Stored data

= = =

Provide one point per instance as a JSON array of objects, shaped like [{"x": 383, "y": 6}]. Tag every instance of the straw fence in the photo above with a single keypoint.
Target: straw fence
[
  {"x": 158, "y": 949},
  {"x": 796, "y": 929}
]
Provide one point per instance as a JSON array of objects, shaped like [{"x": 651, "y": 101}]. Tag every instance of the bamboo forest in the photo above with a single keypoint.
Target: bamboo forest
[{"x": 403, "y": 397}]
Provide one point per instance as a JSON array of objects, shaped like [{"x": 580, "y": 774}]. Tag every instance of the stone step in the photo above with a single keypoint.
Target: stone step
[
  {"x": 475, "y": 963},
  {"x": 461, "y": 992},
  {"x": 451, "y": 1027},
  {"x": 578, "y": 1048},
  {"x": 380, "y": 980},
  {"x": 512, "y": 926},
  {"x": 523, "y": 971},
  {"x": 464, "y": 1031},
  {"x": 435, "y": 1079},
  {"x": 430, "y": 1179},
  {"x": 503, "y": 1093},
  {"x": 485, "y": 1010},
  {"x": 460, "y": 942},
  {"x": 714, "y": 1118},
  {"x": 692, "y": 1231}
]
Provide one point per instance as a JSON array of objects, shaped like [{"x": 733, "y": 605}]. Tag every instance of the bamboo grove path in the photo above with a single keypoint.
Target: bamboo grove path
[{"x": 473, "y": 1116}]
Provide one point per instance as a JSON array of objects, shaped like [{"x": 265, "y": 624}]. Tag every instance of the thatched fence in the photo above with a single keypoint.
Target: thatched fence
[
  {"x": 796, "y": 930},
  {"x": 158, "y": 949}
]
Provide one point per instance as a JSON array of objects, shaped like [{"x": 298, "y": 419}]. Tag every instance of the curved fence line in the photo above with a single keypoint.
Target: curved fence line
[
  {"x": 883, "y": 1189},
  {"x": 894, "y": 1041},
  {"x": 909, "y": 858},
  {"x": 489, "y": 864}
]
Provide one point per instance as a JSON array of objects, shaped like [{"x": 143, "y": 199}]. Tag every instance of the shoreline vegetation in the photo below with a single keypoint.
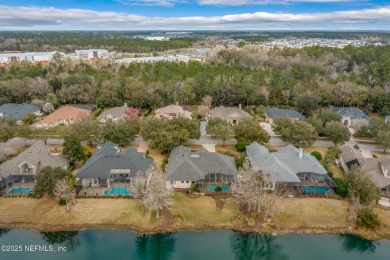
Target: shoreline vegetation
[{"x": 295, "y": 215}]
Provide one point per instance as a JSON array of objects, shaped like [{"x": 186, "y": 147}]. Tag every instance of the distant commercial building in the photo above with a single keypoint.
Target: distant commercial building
[
  {"x": 91, "y": 54},
  {"x": 33, "y": 57}
]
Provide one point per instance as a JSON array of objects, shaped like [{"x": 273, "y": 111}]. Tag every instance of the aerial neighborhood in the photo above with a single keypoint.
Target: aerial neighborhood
[{"x": 248, "y": 132}]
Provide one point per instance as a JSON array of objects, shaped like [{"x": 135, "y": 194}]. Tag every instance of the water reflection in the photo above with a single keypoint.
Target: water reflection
[
  {"x": 69, "y": 239},
  {"x": 256, "y": 246},
  {"x": 157, "y": 246},
  {"x": 353, "y": 243},
  {"x": 3, "y": 231}
]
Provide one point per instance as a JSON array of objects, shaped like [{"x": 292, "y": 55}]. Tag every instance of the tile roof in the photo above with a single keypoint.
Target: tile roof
[
  {"x": 372, "y": 167},
  {"x": 108, "y": 157},
  {"x": 225, "y": 112},
  {"x": 65, "y": 113},
  {"x": 38, "y": 155},
  {"x": 353, "y": 112},
  {"x": 275, "y": 112},
  {"x": 18, "y": 110},
  {"x": 192, "y": 166},
  {"x": 285, "y": 164}
]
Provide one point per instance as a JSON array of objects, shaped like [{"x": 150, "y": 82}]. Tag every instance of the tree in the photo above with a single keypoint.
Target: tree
[
  {"x": 383, "y": 139},
  {"x": 299, "y": 133},
  {"x": 248, "y": 130},
  {"x": 73, "y": 148},
  {"x": 219, "y": 128},
  {"x": 249, "y": 187},
  {"x": 29, "y": 119},
  {"x": 122, "y": 132},
  {"x": 156, "y": 195},
  {"x": 64, "y": 190},
  {"x": 131, "y": 114},
  {"x": 48, "y": 108},
  {"x": 336, "y": 132},
  {"x": 307, "y": 103},
  {"x": 360, "y": 186},
  {"x": 47, "y": 178},
  {"x": 207, "y": 101}
]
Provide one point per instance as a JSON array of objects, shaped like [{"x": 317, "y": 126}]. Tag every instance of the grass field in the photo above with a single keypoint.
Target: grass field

= = =

Exercise task ->
Please reproduce the listing from the line with "of the tree" through the end of the listing, requests included. Rescale every coordinate in the answers by 1.25 and round to whole numbers, halves up, leaving the numbers in the requests and their format samples unchanged.

Answer for the task ->
Provide one point per instance as a JSON array of objects, shaped like [{"x": 150, "y": 82}]. Tag every instance of the tree in the photo above with a single keypoint.
Target: tree
[
  {"x": 479, "y": 174},
  {"x": 374, "y": 166},
  {"x": 310, "y": 163},
  {"x": 91, "y": 185},
  {"x": 274, "y": 160},
  {"x": 311, "y": 234},
  {"x": 36, "y": 149},
  {"x": 153, "y": 165},
  {"x": 195, "y": 244},
  {"x": 80, "y": 238},
  {"x": 164, "y": 143},
  {"x": 60, "y": 135},
  {"x": 420, "y": 165},
  {"x": 384, "y": 129},
  {"x": 450, "y": 233},
  {"x": 59, "y": 223},
  {"x": 259, "y": 126}
]
Provide one point per instance as a JSON array of objects, shaped like [{"x": 317, "y": 126}]. Tag every instance of the grass field in the photo above with a single keypoint.
Target: grass field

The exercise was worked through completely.